### [DATA SUPPLIED]
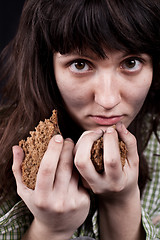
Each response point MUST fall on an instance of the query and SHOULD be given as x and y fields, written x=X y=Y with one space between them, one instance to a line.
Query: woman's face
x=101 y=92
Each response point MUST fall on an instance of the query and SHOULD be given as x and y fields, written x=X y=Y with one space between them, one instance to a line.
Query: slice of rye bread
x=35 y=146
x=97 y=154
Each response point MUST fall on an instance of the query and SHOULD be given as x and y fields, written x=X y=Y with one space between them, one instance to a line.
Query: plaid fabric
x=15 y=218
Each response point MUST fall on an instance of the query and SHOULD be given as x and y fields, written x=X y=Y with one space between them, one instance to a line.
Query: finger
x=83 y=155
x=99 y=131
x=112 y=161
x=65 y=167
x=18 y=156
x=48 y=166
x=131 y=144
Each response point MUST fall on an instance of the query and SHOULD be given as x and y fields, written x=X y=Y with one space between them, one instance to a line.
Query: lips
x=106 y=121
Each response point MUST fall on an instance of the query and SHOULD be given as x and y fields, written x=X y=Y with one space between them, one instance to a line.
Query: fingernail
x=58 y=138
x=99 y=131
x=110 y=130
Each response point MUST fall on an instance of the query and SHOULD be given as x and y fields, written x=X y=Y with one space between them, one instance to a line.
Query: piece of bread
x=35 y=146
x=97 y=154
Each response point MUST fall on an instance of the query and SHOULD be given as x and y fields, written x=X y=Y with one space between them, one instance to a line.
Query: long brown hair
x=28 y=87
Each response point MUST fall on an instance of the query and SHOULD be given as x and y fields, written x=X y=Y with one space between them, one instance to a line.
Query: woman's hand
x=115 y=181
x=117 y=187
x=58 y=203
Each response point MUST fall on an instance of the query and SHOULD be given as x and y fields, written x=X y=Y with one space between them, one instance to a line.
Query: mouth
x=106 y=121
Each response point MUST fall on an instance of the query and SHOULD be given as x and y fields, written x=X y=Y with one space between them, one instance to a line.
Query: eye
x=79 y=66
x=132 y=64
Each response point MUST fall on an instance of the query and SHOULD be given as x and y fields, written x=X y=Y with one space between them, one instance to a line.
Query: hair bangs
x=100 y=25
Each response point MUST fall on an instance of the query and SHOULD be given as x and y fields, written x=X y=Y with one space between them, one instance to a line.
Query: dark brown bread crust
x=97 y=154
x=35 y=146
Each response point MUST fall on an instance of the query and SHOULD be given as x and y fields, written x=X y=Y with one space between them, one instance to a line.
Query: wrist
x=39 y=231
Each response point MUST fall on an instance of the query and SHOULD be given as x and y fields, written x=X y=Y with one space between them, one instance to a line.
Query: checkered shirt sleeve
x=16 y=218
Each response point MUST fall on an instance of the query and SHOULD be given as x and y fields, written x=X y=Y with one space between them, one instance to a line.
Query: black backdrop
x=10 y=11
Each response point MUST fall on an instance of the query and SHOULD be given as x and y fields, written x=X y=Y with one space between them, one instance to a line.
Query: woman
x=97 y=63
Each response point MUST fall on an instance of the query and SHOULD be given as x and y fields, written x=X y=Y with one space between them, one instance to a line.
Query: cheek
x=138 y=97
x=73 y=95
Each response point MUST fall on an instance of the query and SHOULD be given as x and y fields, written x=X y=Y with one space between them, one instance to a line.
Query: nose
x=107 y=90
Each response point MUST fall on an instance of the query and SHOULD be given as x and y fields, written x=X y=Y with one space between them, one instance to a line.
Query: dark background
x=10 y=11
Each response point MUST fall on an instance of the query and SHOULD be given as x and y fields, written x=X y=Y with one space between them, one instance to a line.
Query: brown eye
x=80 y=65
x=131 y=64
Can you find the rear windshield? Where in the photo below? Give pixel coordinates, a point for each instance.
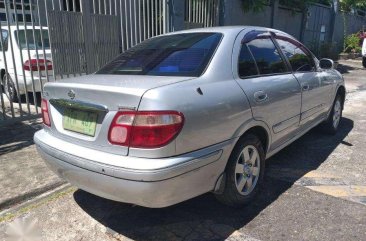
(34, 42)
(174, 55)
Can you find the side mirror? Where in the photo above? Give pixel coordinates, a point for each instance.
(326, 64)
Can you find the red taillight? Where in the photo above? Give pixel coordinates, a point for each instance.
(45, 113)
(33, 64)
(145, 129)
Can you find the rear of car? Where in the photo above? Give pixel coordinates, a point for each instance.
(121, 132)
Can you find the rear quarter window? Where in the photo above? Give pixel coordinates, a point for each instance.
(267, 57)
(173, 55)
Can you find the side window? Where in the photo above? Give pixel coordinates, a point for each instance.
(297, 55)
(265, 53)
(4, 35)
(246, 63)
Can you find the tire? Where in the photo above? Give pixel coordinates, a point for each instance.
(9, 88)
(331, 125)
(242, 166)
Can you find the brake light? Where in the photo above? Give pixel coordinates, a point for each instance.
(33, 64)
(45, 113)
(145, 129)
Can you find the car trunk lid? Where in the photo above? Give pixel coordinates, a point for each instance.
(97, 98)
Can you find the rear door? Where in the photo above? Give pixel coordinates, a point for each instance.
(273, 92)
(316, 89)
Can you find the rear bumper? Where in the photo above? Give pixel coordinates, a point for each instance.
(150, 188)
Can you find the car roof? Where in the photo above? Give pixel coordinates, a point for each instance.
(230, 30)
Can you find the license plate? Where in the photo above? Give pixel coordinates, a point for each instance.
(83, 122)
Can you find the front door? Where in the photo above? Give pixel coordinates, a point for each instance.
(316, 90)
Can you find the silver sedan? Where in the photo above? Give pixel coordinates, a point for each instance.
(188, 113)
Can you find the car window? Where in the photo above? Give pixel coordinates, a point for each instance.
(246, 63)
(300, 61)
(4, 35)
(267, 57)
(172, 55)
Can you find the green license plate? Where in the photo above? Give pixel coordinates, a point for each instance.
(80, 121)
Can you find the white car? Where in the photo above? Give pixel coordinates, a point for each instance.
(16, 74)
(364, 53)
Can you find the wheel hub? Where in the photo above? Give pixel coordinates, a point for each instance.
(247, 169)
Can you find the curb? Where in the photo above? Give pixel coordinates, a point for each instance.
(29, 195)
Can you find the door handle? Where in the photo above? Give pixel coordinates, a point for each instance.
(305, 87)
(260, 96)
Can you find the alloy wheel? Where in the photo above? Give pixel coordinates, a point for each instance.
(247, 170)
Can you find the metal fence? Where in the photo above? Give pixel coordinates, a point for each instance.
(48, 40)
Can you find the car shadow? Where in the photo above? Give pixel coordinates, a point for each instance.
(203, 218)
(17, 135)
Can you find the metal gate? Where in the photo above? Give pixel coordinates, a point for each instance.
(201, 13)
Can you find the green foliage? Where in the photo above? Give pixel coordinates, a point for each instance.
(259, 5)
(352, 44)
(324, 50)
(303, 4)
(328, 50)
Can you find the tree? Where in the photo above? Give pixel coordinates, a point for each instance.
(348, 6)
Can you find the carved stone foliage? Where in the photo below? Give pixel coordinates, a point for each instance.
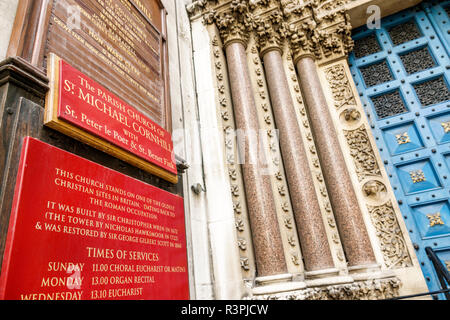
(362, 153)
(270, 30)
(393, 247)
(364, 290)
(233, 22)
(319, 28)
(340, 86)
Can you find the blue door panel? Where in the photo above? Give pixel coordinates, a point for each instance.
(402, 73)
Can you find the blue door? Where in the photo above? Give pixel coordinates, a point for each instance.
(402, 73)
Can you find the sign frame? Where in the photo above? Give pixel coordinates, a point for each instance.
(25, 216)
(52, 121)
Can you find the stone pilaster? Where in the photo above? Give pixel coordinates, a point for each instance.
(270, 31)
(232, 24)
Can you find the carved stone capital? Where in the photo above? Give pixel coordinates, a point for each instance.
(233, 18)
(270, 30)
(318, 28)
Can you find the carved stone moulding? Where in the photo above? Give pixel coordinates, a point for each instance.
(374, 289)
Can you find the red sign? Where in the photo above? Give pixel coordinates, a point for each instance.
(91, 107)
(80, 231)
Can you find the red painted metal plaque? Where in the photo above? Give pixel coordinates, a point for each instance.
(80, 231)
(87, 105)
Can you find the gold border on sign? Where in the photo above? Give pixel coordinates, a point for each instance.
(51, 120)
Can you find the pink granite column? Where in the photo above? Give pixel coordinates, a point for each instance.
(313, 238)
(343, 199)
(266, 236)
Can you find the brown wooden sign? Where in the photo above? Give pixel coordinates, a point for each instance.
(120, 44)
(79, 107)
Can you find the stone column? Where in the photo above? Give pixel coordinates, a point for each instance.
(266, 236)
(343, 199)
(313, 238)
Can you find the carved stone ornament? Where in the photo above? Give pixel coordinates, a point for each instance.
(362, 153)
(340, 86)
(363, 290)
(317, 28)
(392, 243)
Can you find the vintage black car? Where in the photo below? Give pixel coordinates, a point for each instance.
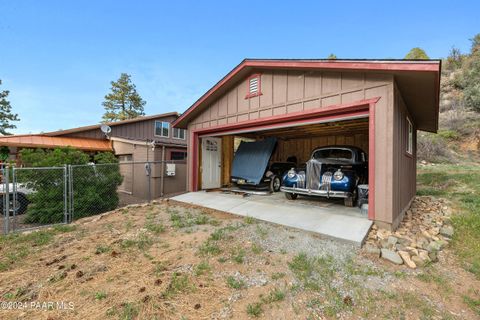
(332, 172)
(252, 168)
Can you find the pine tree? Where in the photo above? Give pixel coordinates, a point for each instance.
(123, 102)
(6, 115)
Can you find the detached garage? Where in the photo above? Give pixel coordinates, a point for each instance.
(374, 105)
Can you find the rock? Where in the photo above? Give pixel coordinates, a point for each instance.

### [WRITTEN EXERCISE]
Output precisely the lines in the material above from the line containing "Can you find the brown" through its last line, and omit pictures.

### [ANSWER FOR THIS EXERCISE]
Can you find the brown wooden sign? Where in the photo above? Give pixel coordinates, a point for each instance.
(120, 44)
(79, 107)
Can you find the stone column? Where in the photo above? Give pixel coordinates, a point for each instance.
(266, 236)
(343, 199)
(313, 238)
Can you find the carved stone ornament? Where in the photo above? Give pixel coordinates, a point for each instance.
(362, 153)
(340, 86)
(363, 290)
(317, 28)
(392, 243)
Can you find the vintage black car? Where in the photo below? Give pixel coordinates, a point for each instance.
(332, 172)
(252, 168)
Can you find the pine tree? Where in the photo above? Give pixel coordinates, a point for each instance.
(123, 102)
(6, 115)
Can you find the detached garage? Where in the photo above? Give pixel coordinates, a point for each instance.
(374, 105)
Can you find the rock? Where in the photo above? Give pixel coordinates, a point for each instance.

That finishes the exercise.